Rows from a pointing dataset:
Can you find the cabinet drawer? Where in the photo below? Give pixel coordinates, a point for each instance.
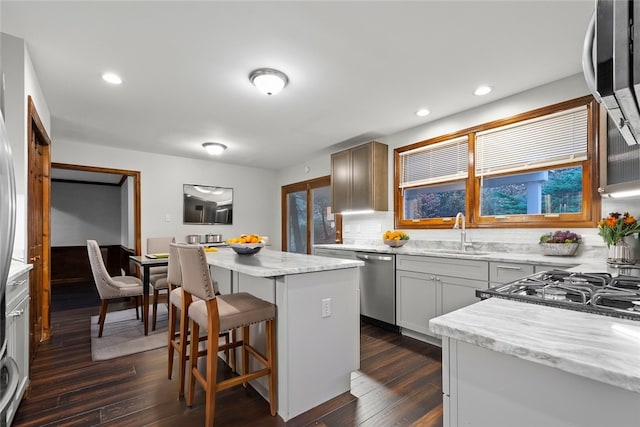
(505, 272)
(453, 267)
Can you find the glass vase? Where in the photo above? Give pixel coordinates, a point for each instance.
(620, 253)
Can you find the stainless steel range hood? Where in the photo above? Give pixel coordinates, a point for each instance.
(611, 63)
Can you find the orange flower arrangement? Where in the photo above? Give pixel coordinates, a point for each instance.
(615, 227)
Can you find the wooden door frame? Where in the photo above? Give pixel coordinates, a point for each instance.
(36, 131)
(136, 193)
(307, 186)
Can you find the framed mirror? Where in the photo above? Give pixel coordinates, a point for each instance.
(205, 204)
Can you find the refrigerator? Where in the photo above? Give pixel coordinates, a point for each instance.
(8, 367)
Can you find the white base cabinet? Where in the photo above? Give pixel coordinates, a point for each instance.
(17, 334)
(482, 388)
(427, 287)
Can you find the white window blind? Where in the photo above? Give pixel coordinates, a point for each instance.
(550, 140)
(443, 161)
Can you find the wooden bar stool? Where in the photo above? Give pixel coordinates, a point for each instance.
(176, 304)
(219, 314)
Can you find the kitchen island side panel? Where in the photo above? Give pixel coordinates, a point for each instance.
(316, 354)
(490, 388)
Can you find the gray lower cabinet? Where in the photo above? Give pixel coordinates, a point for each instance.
(17, 332)
(483, 388)
(427, 287)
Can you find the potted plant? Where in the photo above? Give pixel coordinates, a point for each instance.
(395, 238)
(613, 229)
(560, 243)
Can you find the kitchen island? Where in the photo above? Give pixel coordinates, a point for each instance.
(318, 320)
(508, 363)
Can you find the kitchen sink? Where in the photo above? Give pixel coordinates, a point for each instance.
(457, 252)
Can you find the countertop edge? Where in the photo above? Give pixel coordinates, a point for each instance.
(452, 325)
(273, 264)
(576, 263)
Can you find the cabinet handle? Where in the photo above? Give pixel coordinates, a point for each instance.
(508, 267)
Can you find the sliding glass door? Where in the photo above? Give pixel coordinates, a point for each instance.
(307, 219)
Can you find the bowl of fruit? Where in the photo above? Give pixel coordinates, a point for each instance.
(394, 238)
(246, 244)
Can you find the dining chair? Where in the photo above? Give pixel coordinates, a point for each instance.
(157, 275)
(110, 287)
(176, 342)
(217, 314)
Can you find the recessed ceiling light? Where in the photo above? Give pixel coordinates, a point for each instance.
(214, 148)
(482, 90)
(112, 78)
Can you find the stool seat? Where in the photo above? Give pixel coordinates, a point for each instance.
(234, 310)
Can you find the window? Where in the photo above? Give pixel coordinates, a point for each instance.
(534, 169)
(434, 178)
(306, 219)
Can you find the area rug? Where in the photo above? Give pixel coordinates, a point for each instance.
(123, 334)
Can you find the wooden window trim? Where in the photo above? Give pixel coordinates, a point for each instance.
(308, 185)
(591, 203)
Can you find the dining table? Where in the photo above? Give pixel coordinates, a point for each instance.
(146, 262)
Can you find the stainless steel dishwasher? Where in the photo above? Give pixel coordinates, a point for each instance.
(378, 287)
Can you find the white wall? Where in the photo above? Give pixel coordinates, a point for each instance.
(84, 211)
(20, 82)
(367, 227)
(256, 194)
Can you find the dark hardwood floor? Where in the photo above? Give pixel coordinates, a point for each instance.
(398, 384)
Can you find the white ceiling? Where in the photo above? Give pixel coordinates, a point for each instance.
(358, 70)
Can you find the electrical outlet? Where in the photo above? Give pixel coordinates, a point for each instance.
(326, 307)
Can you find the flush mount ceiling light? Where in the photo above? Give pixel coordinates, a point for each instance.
(482, 90)
(268, 80)
(112, 78)
(214, 148)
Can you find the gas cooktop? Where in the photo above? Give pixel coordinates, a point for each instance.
(598, 293)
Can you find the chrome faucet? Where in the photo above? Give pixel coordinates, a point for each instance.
(463, 230)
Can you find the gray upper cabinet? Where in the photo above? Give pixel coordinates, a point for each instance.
(359, 178)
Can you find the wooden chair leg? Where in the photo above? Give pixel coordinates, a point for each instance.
(271, 356)
(182, 345)
(245, 354)
(102, 316)
(193, 360)
(155, 309)
(233, 351)
(211, 378)
(173, 311)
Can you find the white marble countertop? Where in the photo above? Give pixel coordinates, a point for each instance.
(268, 263)
(584, 262)
(17, 268)
(599, 347)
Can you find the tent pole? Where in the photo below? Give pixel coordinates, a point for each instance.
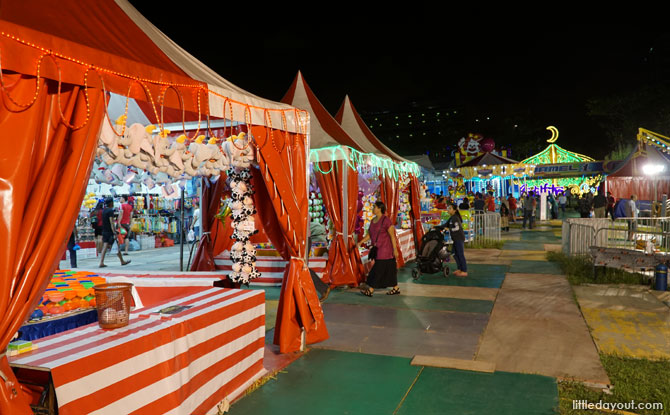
(345, 203)
(181, 233)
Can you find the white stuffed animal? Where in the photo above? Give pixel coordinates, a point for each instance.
(200, 154)
(108, 146)
(162, 151)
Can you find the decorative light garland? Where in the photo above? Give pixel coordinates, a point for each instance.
(355, 158)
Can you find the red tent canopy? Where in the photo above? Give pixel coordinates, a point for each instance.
(55, 56)
(630, 179)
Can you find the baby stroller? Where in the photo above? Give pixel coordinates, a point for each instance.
(433, 255)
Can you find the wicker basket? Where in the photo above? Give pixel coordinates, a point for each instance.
(113, 304)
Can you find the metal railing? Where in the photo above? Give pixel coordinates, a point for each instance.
(485, 227)
(624, 233)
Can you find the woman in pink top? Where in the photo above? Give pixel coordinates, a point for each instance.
(384, 272)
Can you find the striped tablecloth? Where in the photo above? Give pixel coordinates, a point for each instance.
(184, 363)
(406, 241)
(271, 267)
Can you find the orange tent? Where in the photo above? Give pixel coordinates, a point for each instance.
(339, 189)
(56, 60)
(354, 125)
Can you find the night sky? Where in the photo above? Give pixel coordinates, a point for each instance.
(537, 75)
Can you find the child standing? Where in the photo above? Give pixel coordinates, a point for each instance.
(504, 215)
(455, 226)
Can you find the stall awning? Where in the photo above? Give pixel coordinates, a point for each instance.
(81, 42)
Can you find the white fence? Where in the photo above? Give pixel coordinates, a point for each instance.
(625, 233)
(486, 227)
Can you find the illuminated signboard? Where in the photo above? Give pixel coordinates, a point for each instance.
(569, 169)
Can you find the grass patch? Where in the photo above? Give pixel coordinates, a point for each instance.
(487, 244)
(580, 270)
(639, 380)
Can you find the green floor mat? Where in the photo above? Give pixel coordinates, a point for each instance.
(327, 382)
(271, 293)
(411, 302)
(446, 391)
(543, 237)
(479, 275)
(523, 245)
(535, 267)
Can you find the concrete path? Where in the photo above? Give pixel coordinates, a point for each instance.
(628, 321)
(536, 327)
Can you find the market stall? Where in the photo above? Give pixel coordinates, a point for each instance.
(214, 338)
(336, 160)
(633, 176)
(55, 90)
(557, 170)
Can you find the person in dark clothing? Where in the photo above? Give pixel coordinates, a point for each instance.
(109, 233)
(455, 226)
(599, 204)
(529, 205)
(96, 224)
(384, 272)
(70, 247)
(584, 207)
(610, 205)
(479, 203)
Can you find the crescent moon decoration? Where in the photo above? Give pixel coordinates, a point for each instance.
(554, 134)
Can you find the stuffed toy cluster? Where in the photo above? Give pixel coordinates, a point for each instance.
(145, 149)
(243, 252)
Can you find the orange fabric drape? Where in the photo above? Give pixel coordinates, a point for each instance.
(282, 159)
(341, 268)
(209, 206)
(44, 170)
(389, 194)
(415, 212)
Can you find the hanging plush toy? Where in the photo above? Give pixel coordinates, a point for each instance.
(243, 253)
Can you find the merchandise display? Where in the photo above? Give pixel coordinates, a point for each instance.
(243, 253)
(404, 217)
(68, 291)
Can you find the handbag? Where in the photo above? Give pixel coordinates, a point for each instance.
(372, 254)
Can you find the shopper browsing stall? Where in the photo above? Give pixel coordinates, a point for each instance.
(125, 215)
(384, 272)
(109, 233)
(455, 226)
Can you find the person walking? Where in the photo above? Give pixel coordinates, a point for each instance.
(631, 213)
(479, 204)
(125, 215)
(610, 205)
(455, 226)
(384, 272)
(109, 233)
(71, 243)
(504, 215)
(491, 202)
(562, 203)
(529, 204)
(96, 224)
(599, 204)
(511, 200)
(195, 223)
(584, 206)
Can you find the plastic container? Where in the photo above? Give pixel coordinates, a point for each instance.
(113, 304)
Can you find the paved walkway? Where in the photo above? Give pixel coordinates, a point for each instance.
(514, 310)
(628, 321)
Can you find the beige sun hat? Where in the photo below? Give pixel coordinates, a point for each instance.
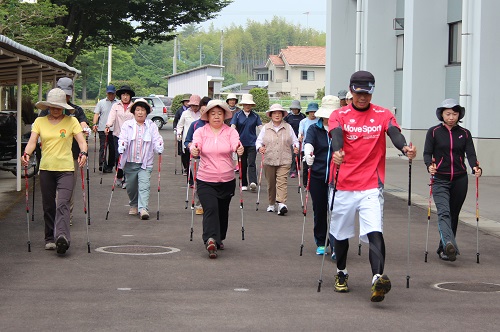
(247, 98)
(274, 108)
(329, 104)
(217, 103)
(231, 96)
(55, 98)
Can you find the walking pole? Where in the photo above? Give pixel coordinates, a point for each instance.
(305, 208)
(114, 184)
(87, 222)
(95, 147)
(260, 181)
(159, 173)
(300, 185)
(104, 157)
(477, 217)
(334, 190)
(409, 220)
(187, 184)
(428, 217)
(241, 200)
(192, 199)
(34, 182)
(88, 193)
(176, 144)
(27, 206)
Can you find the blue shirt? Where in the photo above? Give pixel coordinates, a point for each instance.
(246, 126)
(192, 128)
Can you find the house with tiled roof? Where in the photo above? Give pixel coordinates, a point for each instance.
(297, 71)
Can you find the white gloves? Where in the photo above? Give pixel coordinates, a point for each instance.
(309, 160)
(309, 154)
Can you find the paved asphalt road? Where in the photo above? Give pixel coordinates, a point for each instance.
(259, 284)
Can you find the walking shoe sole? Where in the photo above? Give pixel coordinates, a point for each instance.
(62, 245)
(212, 249)
(381, 287)
(451, 252)
(341, 288)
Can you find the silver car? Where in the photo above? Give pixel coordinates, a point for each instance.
(159, 111)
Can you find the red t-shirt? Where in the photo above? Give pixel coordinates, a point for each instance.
(364, 146)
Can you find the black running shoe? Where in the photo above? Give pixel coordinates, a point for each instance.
(450, 251)
(380, 287)
(62, 244)
(341, 282)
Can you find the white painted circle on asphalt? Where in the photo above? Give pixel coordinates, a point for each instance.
(127, 248)
(241, 289)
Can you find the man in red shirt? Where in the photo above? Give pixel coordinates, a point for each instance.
(358, 138)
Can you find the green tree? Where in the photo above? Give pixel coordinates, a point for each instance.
(261, 99)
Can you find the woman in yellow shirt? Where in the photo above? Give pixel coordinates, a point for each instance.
(56, 132)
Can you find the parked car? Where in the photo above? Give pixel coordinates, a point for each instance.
(159, 111)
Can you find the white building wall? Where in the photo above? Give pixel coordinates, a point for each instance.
(483, 116)
(340, 44)
(378, 48)
(194, 82)
(425, 59)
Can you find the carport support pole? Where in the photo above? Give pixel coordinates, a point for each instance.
(409, 220)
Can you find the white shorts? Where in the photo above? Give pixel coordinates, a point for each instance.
(368, 203)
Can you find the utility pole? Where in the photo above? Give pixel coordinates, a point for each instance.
(307, 27)
(174, 60)
(110, 56)
(221, 51)
(201, 48)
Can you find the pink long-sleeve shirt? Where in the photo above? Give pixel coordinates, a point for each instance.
(216, 153)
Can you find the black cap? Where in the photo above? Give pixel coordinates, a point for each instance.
(362, 82)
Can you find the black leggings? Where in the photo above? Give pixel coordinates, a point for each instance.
(376, 254)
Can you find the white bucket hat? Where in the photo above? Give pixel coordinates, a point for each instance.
(274, 108)
(247, 99)
(329, 104)
(231, 96)
(55, 98)
(217, 103)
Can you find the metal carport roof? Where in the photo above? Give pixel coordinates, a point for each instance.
(23, 65)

Instructions to follow: Can you reproduce every line of the records from the one containing "Can you find the pink" through the end of the records, both ends included, requests and all, but with each coordinate in the answers scaled by 1.65 and rounded to a whole number, halves rounding up?

Output for this task:
Can you find the pink long-sleeve shirt? Where in the photo above? Give pixel coordinates, a point for each instance.
(356, 252)
Can you find the black cap? Where in the photo above? Give pixel coordinates, a point for each instance.
(597, 135)
Can you find the black leggings? Where in the photo above? Give pixel coordinates, a point for each instance.
(620, 419)
Can you find the white bucket hat? Where in the photo above? Give pixel coordinates, a point for each instance.
(452, 178)
(408, 163)
(543, 172)
(381, 158)
(91, 162)
(358, 170)
Can you find the metal carport roof? Where in the photo above? Give pixel coordinates, a point for each instance.
(38, 107)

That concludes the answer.